**Extracted records:**
....

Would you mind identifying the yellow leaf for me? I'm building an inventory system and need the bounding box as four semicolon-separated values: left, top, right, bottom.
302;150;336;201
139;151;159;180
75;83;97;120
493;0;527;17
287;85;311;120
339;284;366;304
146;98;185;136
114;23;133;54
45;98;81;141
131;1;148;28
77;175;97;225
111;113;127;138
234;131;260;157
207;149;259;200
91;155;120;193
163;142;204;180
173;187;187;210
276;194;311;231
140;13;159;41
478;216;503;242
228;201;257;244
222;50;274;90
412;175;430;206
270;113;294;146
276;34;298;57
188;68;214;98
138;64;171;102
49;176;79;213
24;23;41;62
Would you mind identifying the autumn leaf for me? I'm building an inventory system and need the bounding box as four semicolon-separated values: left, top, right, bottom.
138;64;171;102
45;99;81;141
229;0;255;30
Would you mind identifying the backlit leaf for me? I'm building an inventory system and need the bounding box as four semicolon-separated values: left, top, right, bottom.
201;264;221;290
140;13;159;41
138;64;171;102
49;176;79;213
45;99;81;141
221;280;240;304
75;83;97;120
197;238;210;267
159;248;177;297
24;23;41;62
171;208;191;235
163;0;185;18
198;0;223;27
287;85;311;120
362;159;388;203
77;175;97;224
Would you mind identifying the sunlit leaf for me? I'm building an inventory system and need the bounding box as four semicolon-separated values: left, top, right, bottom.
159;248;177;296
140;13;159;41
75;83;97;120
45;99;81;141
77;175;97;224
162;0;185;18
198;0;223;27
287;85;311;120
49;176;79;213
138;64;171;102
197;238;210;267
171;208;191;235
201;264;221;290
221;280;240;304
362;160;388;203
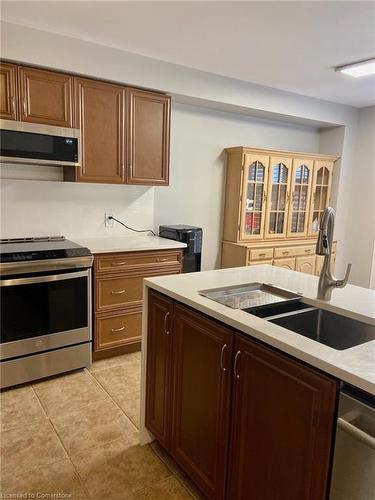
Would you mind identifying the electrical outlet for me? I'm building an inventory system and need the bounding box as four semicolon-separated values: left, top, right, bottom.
104;209;114;227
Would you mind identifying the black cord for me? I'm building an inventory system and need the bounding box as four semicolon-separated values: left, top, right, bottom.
108;215;156;236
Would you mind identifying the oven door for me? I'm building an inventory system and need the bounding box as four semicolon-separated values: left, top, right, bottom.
0;269;91;360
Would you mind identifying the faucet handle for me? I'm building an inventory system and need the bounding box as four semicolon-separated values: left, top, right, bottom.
336;264;352;288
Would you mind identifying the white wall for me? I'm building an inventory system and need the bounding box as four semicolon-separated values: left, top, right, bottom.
0;179;154;239
1;22;366;282
155;103;319;269
346;106;375;287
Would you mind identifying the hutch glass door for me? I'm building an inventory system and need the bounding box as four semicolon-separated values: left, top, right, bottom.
309;161;333;236
240;155;269;240
288;159;313;237
264;158;291;238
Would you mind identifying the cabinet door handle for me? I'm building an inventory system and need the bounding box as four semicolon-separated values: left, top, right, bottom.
233;351;241;379
111;326;125;333
220;344;228;372
164;311;171;335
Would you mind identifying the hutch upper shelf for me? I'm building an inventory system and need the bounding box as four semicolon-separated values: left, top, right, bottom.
224;147;337;242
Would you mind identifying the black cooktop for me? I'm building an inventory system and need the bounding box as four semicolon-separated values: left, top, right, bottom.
0;236;91;262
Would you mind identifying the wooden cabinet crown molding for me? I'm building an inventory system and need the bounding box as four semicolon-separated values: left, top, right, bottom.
225;146;340;162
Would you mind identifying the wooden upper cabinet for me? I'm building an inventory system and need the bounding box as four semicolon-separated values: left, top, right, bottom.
308;160;333;236
73;78;126;184
18;67;73;127
264;156;292;238
146;291;173;450
228;336;338;500
171;305;234;500
127;89;170;186
287;158;313;238
240;154;269;240
0;63;18;120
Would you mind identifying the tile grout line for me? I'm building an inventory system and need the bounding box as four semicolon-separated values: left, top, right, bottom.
31;386;90;498
86;370;139;432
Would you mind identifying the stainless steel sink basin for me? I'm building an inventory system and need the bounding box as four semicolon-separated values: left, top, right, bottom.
265;307;375;350
198;282;301;312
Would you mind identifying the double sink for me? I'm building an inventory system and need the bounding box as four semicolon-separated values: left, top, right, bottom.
199;283;375;350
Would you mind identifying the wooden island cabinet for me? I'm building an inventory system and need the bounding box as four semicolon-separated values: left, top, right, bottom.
145;290;339;500
0;61;171;186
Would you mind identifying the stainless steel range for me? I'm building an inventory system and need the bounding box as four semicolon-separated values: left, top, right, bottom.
0;236;93;388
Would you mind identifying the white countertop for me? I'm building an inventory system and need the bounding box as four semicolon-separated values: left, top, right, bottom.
74;235;186;254
145;265;375;395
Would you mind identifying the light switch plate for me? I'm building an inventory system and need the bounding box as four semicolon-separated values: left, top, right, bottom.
104;209;114;227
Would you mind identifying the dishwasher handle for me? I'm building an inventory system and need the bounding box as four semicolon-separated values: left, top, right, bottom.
337;412;375;450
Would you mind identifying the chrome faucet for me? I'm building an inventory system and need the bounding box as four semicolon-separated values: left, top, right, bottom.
316;207;352;300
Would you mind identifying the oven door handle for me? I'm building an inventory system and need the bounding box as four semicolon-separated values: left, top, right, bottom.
0;270;89;286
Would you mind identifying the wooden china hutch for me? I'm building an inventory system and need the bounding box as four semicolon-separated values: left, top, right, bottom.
221;146;338;275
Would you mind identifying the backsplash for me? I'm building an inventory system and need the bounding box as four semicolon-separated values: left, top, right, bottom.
0;179;154;238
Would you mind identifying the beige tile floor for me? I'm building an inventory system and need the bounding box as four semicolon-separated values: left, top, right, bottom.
0;353;201;500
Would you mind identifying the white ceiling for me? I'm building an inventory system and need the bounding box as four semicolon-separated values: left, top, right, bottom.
1;1;375;107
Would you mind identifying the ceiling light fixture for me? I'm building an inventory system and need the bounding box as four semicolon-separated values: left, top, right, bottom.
335;58;375;78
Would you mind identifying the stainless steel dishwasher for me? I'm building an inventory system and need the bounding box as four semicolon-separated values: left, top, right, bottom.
330;387;375;500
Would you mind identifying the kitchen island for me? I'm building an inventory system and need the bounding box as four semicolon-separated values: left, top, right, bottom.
141;265;375;500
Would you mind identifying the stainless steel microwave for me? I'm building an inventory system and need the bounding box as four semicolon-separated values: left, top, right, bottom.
0;120;80;167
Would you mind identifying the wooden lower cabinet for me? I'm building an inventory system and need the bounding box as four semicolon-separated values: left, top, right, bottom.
171;306;233;499
93;249;182;360
146;290;338;500
228;336;338;500
94;310;142;351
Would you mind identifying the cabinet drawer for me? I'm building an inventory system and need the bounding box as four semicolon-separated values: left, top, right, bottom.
94;312;142;351
95;250;181;273
275;245;315;259
249;248;273;261
95;266;180;312
273;258;296;271
247;259;272;266
95;276;144;312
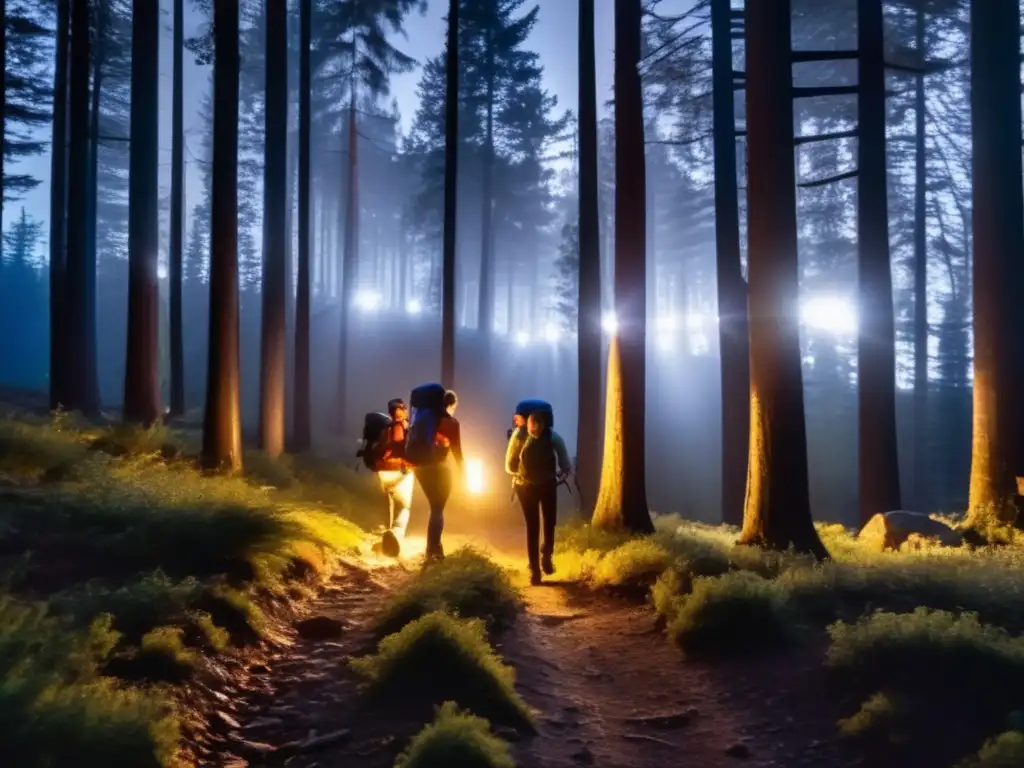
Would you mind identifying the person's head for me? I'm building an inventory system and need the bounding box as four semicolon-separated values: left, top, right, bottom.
444;389;459;416
526;411;550;437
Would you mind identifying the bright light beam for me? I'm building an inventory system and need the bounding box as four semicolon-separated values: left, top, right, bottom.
800;296;857;334
466;459;486;496
354;291;381;312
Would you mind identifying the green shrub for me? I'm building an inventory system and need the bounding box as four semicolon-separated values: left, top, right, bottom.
0;598;179;768
826;607;1024;716
376;547;520;637
352;611;532;725
394;701;515;768
668;571;795;654
837;692;906;743
956;731;1024;768
591;539;673;587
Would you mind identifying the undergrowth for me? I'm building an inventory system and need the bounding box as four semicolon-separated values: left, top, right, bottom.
394;701;515;768
376;547;520;637
351;611;534;727
0;413;372;768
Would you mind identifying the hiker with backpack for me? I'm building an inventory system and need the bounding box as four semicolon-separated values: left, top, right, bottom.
505;403;571;585
406;384;464;562
359;397;414;557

....

**To do:** Rewrite all of the material above with each "inventory system" changed to "cataloging tool", keeping everything else the same. Leave the pictures out.

**Final result:**
Would you mind identifying the yellow leaf for me? I'm building an cataloging tool and need the bounding box as four semicolon-separated values: left, top, right, bottom.
302;150;336;201
139;151;159;180
75;83;97;120
493;0;527;17
287;85;311;120
339;284;366;304
146;98;185;136
114;23;133;54
45;98;81;141
131;1;148;28
77;175;97;225
111;113;127;138
234;131;260;157
207;149;259;200
91;155;120;193
163;142;204;180
173;187;187;210
276;194;311;231
140;13;159;41
478;216;503;242
228;201;257;244
222;50;274;90
412;175;430;206
270;113;294;146
276;34;298;57
188;68;214;98
138;64;171;102
49;176;79;213
24;23;41;62
Would you mind identifying the autumn leaf for me? I'm building an cataloging tool and need the bounding box as four semicolon-separated values: left, top, right, bottom.
138;64;171;102
45;99;81;141
229;0;255;30
Would you mind identifying the backlit leaf for me? I'm building an cataloging tool and need the bounding box as four semicolon-separated values: left, top, right, bottom.
201;264;221;290
140;13;159;41
138;64;171;102
49;176;79;213
45;99;81;141
221;280;240;304
75;83;97;120
197;238;210;267
159;248;177;297
24;23;41;62
171;208;191;235
163;0;185;18
198;0;223;27
287;85;311;120
362;159;388;203
77;175;97;224
Would you mind identifying the sunlit leaf for me? I'm building an cataloging tool and need the bounding box as four semicolon-separated values: left, top, right, bottom.
159;248;177;296
140;13;159;41
75;83;97;120
45;99;81;141
77;175;97;224
162;0;185;18
198;0;223;27
287;85;311;120
49;176;79;213
138;64;171;102
197;238;210;267
171;208;191;235
201;264;221;290
221;280;240;304
362;160;388;203
Would you mind identifying the electrical outlet for me? I'm building an cataloging tool and need the bounding box as four semicolon-separated values: left, top, right, bottom.
104;209;114;227
Would you mind identifying the black cord for me? I'm building an cataloging tool and need the bounding box as four semicolon-separated values: left, top, right, bottom.
108;215;156;236
Would you mind identifying the oven door for me? I'm building an cataloging tool and need the bounding box as four semicolon-separated values: left, top, right, bottom.
0;269;91;360
Would you mind identifying the faucet handle for me? I'm building an cataloging tool and need the bounding box as four semicolon-separated values: left, top, right, bottom.
336;264;352;288
Would you mind identifying the white wall for me? I'm building an cataloging tool and need the bounding box as four semicolon-separated values: left, top, right, bottom.
0;179;154;239
1;22;366;282
155;103;319;269
346;106;375;287
Would you mind identifying the hutch glass door for me? I'm building an cataloging tool and need the bounding box as four semicolon-separated values: left, top, right, bottom.
309;161;333;236
240;155;269;240
288;159;313;237
264;158;291;238
Would you mind identifying the cabinet door handle for me? I'm building an cataloging tool and need the bounding box as four semicolon-separated values: left, top, right, bottom.
233;351;241;379
111;326;125;333
220;344;228;372
164;311;171;335
Would you mind identifying the hutch upper shelf for me? I'm building an cataloging tool and need the bounding box as four semicolon-separated values: left, top, right, bottom.
224;147;337;242
Would you mind identifying the black cooktop for me? I'm building an cataloging tool and need the bounding box as four semicolon-separated values: left, top, right, bottom.
0;236;91;262
Would you mind identifying the wooden cabinet crown molding for me? I'm building an cataloging tool and need the bounding box as four semicolon-separated values: left, top, right, bottom.
225;146;340;162
Would you mind identifying the wooden upper cabinet for me? I'm building an cataloging tool and need the bounding box as four semicolon-separated values: left, top, right, bottom.
308;160;333;236
73;78;126;184
18;67;73;127
264;156;292;238
146;291;173;450
228;336;338;500
171;305;234;500
127;89;170;186
287;158;313;238
240;154;269;240
0;63;18;120
Would you mind identifying the tile grout line for me? I'm building an cataloging tool and need the bounding box as four semicolon-separated values: left, top, right, bottom.
31;386;90;498
86;370;139;432
Would you mind identifying the stainless steel sink basin for me? I'm building an cataloging tool and need the bounding box as four semicolon-separated values: left, top, right, bottom.
265;307;375;350
198;282;301;312
Would you mind identifying the double sink for me? I'm building an cataloging tool and need the bounding box as four semicolon-separated values: left, top, right, bottom.
199;283;375;350
Would you mind identifying the wooden island cabinet for me? I'm building an cataloging tool and need the bounding box as four semicolon-separated values: left, top, right, bottom.
145;290;339;500
0;61;171;186
Would you mind identifying the stainless steel range for me? I'm building an cataloging tool and need the bounding box as four semicolon-separated values: left, top, right, bottom.
0;236;93;388
Would you mind identifying the white countertop for me? I'm building an cataloging tool and need the bounding box as four semicolon-separated values: left, top, right, bottom.
74;235;186;254
145;265;375;395
Would you mind identifying the light switch plate for me? I'm building an cataloging tool and need the bounding box as four semicolon-separated values: left, top, right, bottom.
104;209;114;227
Would you mind identifying the dishwasher handle for me? I'm building an cataloging tool and need the bounding box as four semicolon-separated values: left, top, right, bottom.
337;412;375;450
Would you mind identifying the chrome faucet for me? I'm building an cataloging tool and need the bounding box as four semicolon-separated values: left, top, right, bottom.
316;207;352;300
Would you mind identifying the oven door handle for me? I'm building an cataloging tool and need the bounding box as four semicolon-separated values: left, top, right, bottom.
0;270;89;286
Would you mind identifying the wooden china hutch for me? I'm building an cataloging tool and need the bounding box as four semicolon-separated values: left, top, right, bottom.
221;146;338;275
Would you mind identifying the backsplash for me? I'm building an cataloging tool and need the bounding box as four semicolon-separated values: left, top, right, bottom.
0;179;154;238
Would you mind identifying the beige tile floor for me? I'm building an cataloging tool and need the bounding box as four semicolon-separated values: left, top, right, bottom.
0;353;201;500
Would you mind identifying the white ceiling for me? I'm building an cataloging tool and need the bounding box as four semicolon-separated values: left, top, right, bottom.
1;1;375;107
Would you mind identifying the ceiling light fixture for me? I'm building an cataloging tool and need the bounding box as four semicolon-separated values: left, top, right, bottom.
335;58;375;78
Would you mind identifying the stainless steel dishwasher for me? I'm building an cataloging tool and need the bounding box as four semicolon-separated values: left, top, right, bottom.
330;387;375;500
Would you mind identifying the kitchen island for me? I'm building an cataloging tool and need the bounding box as four semicolon-separated values: left, top, right, bottom.
141;265;375;500
Would you mind identifying the stainless steel microwave for me? I'm building an cataloging tool and need the bounding box as four semicolon-separated values: left, top, right, bottom.
0;120;80;167
Would you mind identifying the wooden lower cabinet for me? I'm building an cataloging tool and need the bounding box as four semicolon-separated values: left, top, right, bottom.
171;306;233;499
93;249;182;360
146;290;338;500
228;336;338;500
94;310;142;351
Would you mind identifying the cabinet drawer for me? I'm building an cataloging tool and need the bounding box as four semicolon-separated values: left, top, right, bottom.
94;312;142;351
95;250;181;273
275;245;315;259
249;248;273;261
95;266;180;312
273;258;296;271
247;259;272;266
95;276;144;312
Would you mind identifying the person's head for me? I'm building an cataloging tool and need the bounding box as four semicolon-separated values: left, top, right, bottom.
444;389;459;416
526;411;550;437
Would you mind identifying the bright light beam for me? I'm building an cataloging tool and need the bounding box as four semicolon-separated values: left, top, right, bottom.
800;296;857;334
466;459;486;496
354;291;381;312
Would you mind identifying the green shrub for me? I'm building an cataloging tool and need the bounding box as four semicolon-separated values: left, top, right, bottom.
0;598;179;768
826;607;1024;716
376;547;520;637
352;611;532;725
394;701;515;768
668;571;795;654
837;692;906;743
956;731;1024;768
591;539;673;587
Would you mind identifying the undergrowth for me? I'm building an cataloging tool and need the bounding box as four semicolon-separated values: left, top, right, bottom.
394;701;515;768
376;547;520;637
351;611;534;727
0;413;372;768
Would you mind identifying the hiker with backpack for me? I'm building an cataloging tool and need the bounding box as four semicolon-separated values: left, top, right, bottom.
505;403;571;585
406;384;464;562
359;397;414;557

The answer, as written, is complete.